→ Stated exercise:
Print exactly the lines from the one containing "Can you find the dark" through the last line of the listing, both included.

→ Provided data:

⁂

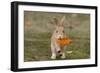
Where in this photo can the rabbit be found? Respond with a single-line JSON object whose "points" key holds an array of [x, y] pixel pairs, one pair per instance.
{"points": [[58, 33]]}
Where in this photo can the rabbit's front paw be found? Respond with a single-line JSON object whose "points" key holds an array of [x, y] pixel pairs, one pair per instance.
{"points": [[53, 57]]}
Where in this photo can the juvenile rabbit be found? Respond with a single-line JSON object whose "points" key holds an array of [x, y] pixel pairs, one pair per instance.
{"points": [[58, 33]]}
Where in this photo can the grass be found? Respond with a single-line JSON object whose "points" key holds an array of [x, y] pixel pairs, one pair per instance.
{"points": [[37, 36]]}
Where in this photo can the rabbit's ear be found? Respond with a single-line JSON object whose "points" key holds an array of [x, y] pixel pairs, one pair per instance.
{"points": [[62, 21], [54, 21]]}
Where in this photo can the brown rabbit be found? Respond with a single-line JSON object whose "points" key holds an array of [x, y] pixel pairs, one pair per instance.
{"points": [[58, 33]]}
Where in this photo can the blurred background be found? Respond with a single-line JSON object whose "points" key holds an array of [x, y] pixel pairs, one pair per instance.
{"points": [[38, 31]]}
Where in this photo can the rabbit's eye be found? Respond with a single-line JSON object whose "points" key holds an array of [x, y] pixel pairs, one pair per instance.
{"points": [[63, 31], [56, 31]]}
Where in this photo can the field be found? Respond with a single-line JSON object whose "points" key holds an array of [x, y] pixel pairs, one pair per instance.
{"points": [[38, 31]]}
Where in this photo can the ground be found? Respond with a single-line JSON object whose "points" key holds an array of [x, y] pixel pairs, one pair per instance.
{"points": [[38, 31]]}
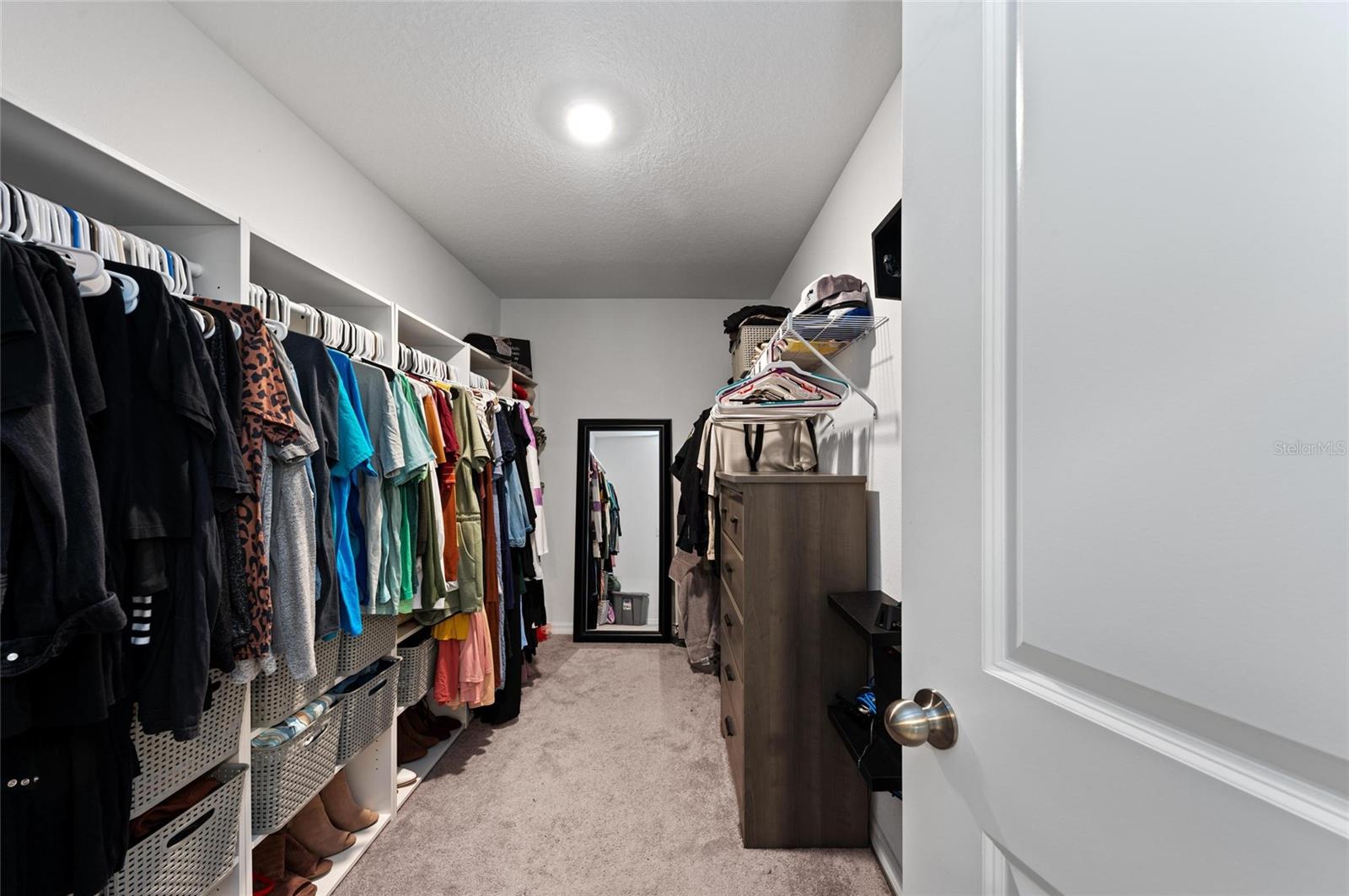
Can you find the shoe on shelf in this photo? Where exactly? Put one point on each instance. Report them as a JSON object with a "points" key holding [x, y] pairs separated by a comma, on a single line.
{"points": [[317, 833], [427, 722], [304, 862], [411, 730], [270, 872], [341, 807], [411, 748]]}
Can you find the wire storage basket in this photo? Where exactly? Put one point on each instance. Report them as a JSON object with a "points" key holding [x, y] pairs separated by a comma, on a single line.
{"points": [[278, 695], [750, 341], [370, 710], [289, 775], [417, 673], [377, 639], [168, 764], [192, 851]]}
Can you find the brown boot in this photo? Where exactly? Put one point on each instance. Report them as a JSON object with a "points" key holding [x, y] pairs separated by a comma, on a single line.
{"points": [[409, 747], [405, 727], [270, 873], [301, 861], [343, 810], [316, 833], [427, 722]]}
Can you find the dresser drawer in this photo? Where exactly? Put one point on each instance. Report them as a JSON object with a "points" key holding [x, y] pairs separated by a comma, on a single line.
{"points": [[733, 680], [733, 732], [732, 564], [733, 516], [732, 635]]}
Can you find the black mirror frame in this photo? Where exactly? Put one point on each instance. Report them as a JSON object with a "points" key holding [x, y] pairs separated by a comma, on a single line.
{"points": [[667, 545]]}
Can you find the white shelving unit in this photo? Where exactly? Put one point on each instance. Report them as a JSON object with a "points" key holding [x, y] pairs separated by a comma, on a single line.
{"points": [[420, 334], [67, 168], [277, 267]]}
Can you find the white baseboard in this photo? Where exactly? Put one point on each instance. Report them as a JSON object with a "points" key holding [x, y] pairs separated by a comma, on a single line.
{"points": [[889, 862]]}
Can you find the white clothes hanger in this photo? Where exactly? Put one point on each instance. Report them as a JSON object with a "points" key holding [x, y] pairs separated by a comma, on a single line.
{"points": [[130, 292]]}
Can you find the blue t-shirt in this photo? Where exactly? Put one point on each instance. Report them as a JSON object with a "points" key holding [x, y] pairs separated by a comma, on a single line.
{"points": [[354, 453]]}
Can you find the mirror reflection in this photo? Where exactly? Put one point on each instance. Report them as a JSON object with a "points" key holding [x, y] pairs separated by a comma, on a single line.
{"points": [[624, 482]]}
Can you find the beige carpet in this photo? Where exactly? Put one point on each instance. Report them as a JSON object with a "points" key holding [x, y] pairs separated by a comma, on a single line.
{"points": [[613, 781]]}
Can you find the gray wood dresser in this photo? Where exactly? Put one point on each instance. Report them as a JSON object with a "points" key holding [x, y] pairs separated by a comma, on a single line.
{"points": [[786, 543]]}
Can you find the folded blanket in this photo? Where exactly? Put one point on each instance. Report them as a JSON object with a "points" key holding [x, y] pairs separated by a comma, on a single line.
{"points": [[293, 725]]}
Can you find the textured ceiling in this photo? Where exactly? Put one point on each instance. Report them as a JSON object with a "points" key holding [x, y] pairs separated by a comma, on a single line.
{"points": [[733, 121]]}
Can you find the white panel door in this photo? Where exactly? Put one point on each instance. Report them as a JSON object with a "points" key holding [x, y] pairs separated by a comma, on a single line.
{"points": [[1126, 474]]}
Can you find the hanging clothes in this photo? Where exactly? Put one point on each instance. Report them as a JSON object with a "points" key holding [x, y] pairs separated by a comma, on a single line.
{"points": [[267, 416], [354, 453], [317, 378], [292, 540]]}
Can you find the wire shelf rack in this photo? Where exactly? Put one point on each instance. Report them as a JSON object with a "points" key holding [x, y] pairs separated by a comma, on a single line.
{"points": [[813, 341]]}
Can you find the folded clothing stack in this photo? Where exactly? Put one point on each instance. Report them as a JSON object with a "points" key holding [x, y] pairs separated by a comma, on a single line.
{"points": [[296, 723]]}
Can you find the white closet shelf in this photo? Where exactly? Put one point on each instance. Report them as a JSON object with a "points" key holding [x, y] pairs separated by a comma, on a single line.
{"points": [[409, 629], [417, 332], [64, 166], [277, 267], [346, 860]]}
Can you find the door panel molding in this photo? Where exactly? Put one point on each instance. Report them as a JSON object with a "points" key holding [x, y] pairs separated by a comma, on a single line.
{"points": [[1254, 761]]}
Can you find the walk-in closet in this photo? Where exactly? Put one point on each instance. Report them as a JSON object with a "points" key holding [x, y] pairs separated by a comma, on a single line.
{"points": [[492, 448]]}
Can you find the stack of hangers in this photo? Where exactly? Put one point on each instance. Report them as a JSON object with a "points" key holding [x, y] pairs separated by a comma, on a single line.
{"points": [[415, 361], [780, 392], [31, 217], [336, 332]]}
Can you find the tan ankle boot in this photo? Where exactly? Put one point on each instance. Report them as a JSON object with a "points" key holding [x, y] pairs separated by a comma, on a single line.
{"points": [[312, 828], [270, 872], [304, 862], [341, 806]]}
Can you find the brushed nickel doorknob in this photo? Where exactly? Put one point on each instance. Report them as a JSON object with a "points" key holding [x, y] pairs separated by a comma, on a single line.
{"points": [[924, 720]]}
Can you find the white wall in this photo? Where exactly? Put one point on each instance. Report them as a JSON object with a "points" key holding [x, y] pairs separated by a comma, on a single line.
{"points": [[632, 463], [143, 80], [840, 242], [611, 358]]}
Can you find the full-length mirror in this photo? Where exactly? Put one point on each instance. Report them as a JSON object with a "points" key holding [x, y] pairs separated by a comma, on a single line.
{"points": [[624, 530]]}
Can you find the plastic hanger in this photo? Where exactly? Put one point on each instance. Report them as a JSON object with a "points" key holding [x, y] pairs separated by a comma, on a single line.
{"points": [[130, 292]]}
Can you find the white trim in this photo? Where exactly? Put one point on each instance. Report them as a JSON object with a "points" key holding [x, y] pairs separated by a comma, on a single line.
{"points": [[997, 869], [890, 866], [1002, 594], [1298, 797]]}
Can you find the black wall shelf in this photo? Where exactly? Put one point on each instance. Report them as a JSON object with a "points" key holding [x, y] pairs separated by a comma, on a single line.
{"points": [[880, 764], [877, 757], [860, 609]]}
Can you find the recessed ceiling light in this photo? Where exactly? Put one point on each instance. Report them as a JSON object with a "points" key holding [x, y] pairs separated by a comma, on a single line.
{"points": [[589, 123]]}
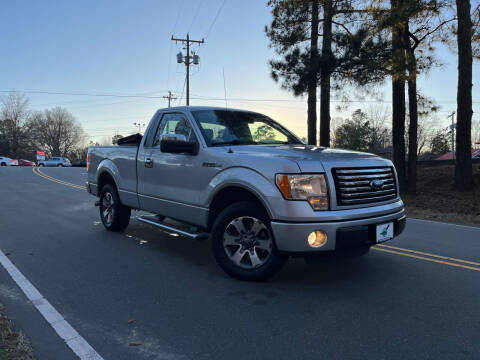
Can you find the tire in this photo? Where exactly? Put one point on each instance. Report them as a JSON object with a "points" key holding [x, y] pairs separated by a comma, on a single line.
{"points": [[119, 216], [243, 243]]}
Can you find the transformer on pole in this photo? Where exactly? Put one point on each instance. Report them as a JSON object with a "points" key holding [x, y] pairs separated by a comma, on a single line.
{"points": [[188, 59]]}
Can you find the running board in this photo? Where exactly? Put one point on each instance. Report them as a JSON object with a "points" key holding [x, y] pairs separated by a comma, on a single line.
{"points": [[197, 236]]}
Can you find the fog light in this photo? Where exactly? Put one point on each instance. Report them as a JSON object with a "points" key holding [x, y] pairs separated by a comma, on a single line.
{"points": [[317, 238]]}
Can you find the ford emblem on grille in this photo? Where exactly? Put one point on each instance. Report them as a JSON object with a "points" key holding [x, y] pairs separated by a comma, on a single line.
{"points": [[376, 184]]}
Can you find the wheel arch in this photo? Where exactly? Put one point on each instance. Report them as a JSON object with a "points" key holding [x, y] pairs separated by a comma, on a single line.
{"points": [[230, 194]]}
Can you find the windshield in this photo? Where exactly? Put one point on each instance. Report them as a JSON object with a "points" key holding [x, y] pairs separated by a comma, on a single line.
{"points": [[225, 127]]}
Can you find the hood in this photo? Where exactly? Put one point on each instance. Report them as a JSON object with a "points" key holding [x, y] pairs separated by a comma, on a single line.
{"points": [[311, 158]]}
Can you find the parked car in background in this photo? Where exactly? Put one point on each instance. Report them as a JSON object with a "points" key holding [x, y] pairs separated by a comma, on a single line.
{"points": [[81, 163], [23, 162], [55, 161], [4, 161]]}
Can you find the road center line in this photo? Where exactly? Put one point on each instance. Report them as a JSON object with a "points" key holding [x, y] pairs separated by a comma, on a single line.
{"points": [[73, 339], [47, 177], [428, 254], [426, 258]]}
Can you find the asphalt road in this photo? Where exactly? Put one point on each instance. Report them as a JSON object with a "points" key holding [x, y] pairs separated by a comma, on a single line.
{"points": [[166, 296]]}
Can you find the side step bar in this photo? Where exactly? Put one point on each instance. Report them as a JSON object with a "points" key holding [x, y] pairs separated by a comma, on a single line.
{"points": [[196, 236]]}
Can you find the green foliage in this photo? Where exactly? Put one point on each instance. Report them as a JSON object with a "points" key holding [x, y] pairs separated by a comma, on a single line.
{"points": [[440, 143], [360, 52], [354, 134]]}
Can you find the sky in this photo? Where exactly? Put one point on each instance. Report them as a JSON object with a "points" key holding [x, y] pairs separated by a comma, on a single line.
{"points": [[124, 48]]}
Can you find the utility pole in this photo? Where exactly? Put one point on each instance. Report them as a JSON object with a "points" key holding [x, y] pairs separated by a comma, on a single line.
{"points": [[188, 59], [452, 127], [170, 97]]}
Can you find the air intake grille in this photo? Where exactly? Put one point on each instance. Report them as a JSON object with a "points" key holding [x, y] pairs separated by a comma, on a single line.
{"points": [[364, 185]]}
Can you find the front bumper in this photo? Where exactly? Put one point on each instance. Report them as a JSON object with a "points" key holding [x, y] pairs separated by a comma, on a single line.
{"points": [[341, 235]]}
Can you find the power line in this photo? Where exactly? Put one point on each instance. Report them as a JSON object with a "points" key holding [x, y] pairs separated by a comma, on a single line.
{"points": [[195, 15], [215, 18], [201, 97], [188, 59], [170, 97]]}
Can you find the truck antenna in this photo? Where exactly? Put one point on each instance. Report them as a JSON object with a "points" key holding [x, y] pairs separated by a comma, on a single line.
{"points": [[224, 88]]}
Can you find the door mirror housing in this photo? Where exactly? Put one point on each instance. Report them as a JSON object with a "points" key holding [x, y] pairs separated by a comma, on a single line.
{"points": [[178, 144]]}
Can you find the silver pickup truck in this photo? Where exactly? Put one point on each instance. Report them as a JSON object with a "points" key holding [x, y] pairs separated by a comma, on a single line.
{"points": [[250, 185]]}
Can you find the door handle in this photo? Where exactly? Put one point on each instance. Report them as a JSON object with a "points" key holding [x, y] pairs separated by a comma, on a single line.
{"points": [[148, 163]]}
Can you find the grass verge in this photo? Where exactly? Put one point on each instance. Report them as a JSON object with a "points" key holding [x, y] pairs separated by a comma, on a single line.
{"points": [[437, 200], [13, 345]]}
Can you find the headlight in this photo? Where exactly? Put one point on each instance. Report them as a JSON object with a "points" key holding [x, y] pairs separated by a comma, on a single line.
{"points": [[312, 188]]}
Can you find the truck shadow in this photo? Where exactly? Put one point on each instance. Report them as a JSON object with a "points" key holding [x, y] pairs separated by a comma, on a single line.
{"points": [[363, 272]]}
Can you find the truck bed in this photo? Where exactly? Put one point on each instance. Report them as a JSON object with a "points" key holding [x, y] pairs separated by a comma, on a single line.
{"points": [[124, 159]]}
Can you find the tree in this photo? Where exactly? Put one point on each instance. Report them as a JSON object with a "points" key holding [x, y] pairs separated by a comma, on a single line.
{"points": [[294, 35], [463, 158], [13, 116], [294, 23], [354, 134], [440, 143], [56, 131]]}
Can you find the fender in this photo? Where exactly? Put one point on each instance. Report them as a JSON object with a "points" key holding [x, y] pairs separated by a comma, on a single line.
{"points": [[107, 165], [247, 179]]}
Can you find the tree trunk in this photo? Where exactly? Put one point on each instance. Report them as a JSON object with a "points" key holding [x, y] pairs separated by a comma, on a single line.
{"points": [[325, 74], [463, 158], [398, 98], [312, 79], [413, 111]]}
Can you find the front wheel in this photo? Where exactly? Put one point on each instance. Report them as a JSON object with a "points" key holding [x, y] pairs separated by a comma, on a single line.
{"points": [[243, 243], [114, 215]]}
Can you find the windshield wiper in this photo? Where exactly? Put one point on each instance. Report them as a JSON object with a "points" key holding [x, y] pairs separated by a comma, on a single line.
{"points": [[233, 142]]}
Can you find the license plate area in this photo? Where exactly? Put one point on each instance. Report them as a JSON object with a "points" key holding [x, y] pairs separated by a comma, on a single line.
{"points": [[384, 232]]}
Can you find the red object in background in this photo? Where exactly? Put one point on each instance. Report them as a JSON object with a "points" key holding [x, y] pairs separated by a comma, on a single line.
{"points": [[22, 162]]}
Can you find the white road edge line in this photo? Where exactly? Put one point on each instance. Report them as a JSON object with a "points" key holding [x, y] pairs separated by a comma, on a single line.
{"points": [[445, 223], [73, 339]]}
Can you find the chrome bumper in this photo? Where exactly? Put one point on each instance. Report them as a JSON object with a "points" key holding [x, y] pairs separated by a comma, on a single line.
{"points": [[292, 237]]}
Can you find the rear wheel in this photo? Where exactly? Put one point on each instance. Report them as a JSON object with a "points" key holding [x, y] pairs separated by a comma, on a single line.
{"points": [[243, 242], [114, 215]]}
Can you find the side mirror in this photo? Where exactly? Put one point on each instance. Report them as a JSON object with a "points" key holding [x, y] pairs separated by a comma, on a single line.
{"points": [[178, 144]]}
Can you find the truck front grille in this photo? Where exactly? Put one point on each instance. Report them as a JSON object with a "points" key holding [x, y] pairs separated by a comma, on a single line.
{"points": [[364, 185]]}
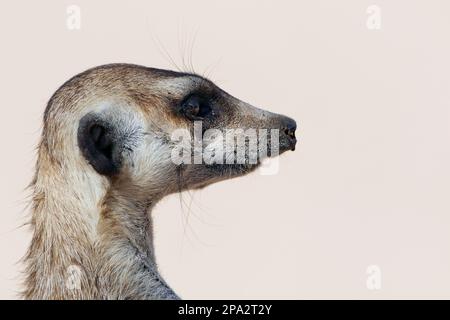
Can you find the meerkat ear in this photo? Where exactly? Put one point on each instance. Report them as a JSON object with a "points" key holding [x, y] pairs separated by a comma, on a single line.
{"points": [[99, 144]]}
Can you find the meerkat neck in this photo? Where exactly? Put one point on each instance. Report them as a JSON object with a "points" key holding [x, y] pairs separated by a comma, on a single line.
{"points": [[90, 241], [60, 260]]}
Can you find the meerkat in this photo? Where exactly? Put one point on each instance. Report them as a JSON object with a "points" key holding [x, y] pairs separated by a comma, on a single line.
{"points": [[104, 161]]}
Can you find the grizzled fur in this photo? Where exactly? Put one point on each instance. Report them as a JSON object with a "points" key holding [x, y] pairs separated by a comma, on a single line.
{"points": [[96, 222]]}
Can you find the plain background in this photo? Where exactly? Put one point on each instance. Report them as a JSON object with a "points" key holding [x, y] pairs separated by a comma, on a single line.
{"points": [[369, 183]]}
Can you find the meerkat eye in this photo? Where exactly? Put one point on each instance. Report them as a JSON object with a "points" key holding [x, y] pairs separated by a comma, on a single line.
{"points": [[195, 108]]}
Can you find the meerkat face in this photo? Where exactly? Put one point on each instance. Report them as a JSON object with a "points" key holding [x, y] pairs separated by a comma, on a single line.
{"points": [[163, 132]]}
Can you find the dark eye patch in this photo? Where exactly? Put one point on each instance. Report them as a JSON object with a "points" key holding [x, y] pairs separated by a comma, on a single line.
{"points": [[196, 107]]}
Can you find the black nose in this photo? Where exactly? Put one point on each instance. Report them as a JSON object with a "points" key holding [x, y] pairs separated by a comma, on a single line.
{"points": [[288, 127]]}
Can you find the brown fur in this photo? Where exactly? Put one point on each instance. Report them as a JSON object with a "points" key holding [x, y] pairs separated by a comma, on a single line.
{"points": [[99, 225]]}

⁂

→ Exercise output:
Can you find the dark eye patch in this photo? Where exactly? Put one point on each instance. Report them as a JSON object with a "points" key holding [x, y] pairs separated by a comma, on a single line.
{"points": [[196, 107]]}
Can you find the black nose in this photo? Where exactly? Put one point on each instance. Report them as a JSON object with a "points" key holding [x, y] pairs separated by a comma, on a single line.
{"points": [[288, 127]]}
Can you find the brown fur in this photo? Where exactly? Put one point on each instance. Report them as a JSON object with a "points" key holding [x, y] pairs separated by a comma, on a single line.
{"points": [[99, 225]]}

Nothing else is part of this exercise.